• _CHALLENGE_
Give the number of lines below that contain the word "house", matching case exactly. Reply with the number only.

(Location annotation dataset excerpts)
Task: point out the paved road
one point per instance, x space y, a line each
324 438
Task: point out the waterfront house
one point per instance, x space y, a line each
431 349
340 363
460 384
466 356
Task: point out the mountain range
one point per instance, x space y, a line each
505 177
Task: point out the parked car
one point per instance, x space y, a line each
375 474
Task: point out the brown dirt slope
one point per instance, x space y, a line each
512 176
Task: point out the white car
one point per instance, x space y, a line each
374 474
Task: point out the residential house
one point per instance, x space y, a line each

--

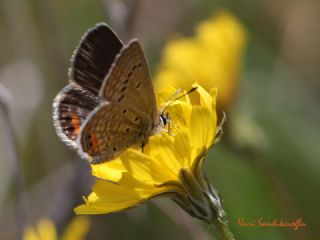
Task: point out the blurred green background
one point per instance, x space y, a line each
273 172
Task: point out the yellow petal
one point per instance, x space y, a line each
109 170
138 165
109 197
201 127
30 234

• _REPLY TO THE EXERCISE_
2